- **Prompt**
List each line of the listing below that contains the word "water", reproducing every such line in full.

-------- Data rows --------

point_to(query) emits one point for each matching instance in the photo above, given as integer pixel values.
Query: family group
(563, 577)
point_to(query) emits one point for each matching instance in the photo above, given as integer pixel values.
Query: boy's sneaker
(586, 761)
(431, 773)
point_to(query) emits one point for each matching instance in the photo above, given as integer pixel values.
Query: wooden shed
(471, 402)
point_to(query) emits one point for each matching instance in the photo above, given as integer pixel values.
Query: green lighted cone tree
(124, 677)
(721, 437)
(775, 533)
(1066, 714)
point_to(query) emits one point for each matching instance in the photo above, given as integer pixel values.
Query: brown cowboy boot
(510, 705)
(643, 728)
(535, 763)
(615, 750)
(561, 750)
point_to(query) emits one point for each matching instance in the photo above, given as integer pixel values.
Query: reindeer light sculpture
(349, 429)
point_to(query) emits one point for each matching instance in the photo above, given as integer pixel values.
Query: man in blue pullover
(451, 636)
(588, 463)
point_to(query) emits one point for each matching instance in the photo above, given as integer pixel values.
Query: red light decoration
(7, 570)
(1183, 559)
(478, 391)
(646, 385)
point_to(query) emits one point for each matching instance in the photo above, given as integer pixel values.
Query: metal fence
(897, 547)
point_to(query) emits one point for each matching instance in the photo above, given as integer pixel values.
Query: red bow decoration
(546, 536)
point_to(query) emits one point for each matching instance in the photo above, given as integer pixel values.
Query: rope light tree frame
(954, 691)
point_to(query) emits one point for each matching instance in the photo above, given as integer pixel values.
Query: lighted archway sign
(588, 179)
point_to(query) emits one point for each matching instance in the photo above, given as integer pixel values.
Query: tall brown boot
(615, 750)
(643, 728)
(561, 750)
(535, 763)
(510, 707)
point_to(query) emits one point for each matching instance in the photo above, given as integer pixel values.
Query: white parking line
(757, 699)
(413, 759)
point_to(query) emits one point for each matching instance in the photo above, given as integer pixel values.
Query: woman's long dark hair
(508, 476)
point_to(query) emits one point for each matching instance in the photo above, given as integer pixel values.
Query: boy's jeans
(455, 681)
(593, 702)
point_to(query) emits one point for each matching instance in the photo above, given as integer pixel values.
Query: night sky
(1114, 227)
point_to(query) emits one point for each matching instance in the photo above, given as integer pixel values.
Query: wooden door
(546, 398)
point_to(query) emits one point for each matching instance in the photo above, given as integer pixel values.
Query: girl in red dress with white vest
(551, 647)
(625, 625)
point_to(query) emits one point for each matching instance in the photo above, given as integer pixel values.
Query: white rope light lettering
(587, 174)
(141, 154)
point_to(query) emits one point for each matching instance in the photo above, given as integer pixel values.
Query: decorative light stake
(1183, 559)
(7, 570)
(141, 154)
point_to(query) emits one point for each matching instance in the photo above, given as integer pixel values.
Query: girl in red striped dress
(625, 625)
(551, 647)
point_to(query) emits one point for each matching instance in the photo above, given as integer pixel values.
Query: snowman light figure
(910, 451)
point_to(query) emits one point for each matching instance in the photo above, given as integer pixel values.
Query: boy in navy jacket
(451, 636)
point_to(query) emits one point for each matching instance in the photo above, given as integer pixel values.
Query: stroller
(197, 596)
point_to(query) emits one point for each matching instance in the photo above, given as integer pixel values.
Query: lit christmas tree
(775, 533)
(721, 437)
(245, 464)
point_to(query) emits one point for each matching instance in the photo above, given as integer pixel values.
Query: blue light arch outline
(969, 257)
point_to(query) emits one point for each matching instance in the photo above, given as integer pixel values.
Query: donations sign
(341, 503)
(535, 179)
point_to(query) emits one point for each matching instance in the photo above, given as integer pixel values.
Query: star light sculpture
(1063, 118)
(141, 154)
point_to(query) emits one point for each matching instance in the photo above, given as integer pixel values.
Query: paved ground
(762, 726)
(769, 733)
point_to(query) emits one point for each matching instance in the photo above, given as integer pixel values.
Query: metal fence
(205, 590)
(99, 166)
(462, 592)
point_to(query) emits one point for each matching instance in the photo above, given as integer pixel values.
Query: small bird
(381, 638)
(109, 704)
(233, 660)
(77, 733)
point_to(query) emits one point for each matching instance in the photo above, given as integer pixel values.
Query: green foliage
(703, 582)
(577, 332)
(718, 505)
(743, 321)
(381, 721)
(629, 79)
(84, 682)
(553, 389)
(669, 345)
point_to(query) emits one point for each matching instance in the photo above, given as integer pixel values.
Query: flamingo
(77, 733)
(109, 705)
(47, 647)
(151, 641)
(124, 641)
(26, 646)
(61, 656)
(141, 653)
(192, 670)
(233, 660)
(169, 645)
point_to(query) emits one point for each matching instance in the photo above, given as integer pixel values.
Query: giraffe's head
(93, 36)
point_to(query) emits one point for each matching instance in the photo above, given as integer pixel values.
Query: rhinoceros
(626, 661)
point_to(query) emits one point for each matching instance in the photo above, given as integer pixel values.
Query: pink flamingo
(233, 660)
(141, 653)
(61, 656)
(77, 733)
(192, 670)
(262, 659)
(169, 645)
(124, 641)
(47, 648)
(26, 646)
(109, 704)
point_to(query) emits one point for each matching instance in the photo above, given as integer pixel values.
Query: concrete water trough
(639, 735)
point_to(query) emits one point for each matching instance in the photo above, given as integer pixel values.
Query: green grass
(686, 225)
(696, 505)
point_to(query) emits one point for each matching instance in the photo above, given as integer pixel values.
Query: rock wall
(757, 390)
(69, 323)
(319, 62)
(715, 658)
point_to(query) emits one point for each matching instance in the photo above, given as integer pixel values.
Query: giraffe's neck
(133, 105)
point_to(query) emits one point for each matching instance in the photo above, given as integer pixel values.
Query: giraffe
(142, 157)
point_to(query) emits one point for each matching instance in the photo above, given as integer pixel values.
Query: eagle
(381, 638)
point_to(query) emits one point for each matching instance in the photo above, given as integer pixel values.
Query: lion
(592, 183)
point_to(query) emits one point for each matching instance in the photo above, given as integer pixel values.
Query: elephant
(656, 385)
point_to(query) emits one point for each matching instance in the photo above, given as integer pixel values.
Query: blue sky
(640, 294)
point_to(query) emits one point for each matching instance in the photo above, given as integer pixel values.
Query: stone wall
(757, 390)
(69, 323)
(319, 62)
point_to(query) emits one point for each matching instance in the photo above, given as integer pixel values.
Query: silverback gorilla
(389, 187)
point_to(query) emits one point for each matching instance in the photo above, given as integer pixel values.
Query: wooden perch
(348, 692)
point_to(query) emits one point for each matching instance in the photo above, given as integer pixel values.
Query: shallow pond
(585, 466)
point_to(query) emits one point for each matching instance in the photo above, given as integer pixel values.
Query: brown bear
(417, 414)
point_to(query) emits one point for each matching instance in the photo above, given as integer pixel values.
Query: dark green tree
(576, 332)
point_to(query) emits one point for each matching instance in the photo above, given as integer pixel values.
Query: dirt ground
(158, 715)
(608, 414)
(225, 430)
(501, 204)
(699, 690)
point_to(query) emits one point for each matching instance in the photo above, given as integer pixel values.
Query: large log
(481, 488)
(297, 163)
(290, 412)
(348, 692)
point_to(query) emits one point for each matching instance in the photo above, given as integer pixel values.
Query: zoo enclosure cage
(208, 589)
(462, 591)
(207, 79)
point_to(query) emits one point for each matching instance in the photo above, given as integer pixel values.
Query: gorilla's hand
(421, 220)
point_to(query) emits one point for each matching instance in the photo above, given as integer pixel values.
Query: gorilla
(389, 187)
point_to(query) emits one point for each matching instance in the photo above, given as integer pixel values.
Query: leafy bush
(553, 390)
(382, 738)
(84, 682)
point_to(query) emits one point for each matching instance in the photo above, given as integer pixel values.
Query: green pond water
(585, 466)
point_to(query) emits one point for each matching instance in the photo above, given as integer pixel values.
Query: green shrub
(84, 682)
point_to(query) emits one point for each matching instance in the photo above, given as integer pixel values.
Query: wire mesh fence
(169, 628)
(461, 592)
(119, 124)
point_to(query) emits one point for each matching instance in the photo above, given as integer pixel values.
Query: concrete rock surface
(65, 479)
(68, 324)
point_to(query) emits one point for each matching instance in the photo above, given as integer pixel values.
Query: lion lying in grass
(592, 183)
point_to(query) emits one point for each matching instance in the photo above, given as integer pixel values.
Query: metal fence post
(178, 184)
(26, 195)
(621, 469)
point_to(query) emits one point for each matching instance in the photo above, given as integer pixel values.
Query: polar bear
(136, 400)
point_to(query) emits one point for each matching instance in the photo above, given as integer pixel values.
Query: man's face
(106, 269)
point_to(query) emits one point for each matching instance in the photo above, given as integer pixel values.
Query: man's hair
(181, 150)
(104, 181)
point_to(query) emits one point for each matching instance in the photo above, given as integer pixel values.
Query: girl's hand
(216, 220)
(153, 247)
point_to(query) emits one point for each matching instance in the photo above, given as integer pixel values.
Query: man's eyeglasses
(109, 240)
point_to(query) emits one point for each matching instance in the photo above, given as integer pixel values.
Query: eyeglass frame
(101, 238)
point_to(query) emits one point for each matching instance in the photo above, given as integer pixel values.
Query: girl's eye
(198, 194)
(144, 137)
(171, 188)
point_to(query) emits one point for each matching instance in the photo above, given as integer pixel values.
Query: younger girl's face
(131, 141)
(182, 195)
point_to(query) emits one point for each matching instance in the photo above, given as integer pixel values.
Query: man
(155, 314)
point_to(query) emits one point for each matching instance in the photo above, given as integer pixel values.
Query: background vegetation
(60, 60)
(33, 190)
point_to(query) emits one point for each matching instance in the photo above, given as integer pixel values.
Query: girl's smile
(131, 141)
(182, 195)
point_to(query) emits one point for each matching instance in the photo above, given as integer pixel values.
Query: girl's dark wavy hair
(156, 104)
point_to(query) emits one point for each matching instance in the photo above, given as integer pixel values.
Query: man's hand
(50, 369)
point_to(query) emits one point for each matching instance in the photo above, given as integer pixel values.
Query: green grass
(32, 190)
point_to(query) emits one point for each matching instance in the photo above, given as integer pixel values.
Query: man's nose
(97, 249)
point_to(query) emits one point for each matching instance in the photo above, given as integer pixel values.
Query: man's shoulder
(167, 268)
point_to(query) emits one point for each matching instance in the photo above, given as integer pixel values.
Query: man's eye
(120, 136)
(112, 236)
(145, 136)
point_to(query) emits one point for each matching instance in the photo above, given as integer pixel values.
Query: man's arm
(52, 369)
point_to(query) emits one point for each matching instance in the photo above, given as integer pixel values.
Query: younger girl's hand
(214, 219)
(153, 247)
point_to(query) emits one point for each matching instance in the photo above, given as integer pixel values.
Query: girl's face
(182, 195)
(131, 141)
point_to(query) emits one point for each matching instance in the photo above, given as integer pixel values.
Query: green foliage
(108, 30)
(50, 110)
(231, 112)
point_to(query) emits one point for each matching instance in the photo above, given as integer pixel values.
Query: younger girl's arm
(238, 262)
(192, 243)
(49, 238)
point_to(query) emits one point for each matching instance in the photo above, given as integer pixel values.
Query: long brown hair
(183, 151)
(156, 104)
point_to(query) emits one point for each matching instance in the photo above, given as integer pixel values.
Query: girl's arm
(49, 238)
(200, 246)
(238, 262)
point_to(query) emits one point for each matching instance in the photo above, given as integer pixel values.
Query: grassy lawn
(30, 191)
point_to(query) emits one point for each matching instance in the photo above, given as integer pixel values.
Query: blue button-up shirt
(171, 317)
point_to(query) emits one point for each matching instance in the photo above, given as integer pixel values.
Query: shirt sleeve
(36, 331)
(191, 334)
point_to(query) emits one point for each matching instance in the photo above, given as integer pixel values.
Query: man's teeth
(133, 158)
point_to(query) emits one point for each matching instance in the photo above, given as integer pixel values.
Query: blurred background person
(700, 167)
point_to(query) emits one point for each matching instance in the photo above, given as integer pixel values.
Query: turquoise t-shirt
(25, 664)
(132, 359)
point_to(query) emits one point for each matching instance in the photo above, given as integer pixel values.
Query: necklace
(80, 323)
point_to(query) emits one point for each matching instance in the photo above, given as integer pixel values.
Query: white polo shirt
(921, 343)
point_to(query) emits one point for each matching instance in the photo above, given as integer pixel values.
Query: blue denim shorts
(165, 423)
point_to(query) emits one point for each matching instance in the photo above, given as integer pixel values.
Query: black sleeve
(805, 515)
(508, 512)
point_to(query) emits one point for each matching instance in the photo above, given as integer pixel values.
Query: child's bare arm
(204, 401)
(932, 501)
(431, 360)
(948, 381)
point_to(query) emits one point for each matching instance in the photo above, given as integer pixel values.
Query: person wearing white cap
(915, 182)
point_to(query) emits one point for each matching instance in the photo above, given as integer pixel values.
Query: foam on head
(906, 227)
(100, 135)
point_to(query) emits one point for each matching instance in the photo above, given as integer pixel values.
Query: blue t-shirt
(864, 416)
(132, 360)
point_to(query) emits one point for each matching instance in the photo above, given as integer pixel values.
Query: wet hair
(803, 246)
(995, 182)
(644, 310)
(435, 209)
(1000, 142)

--------

- **Solution to the exercise**
Query: concrete water trough
Query: green pond water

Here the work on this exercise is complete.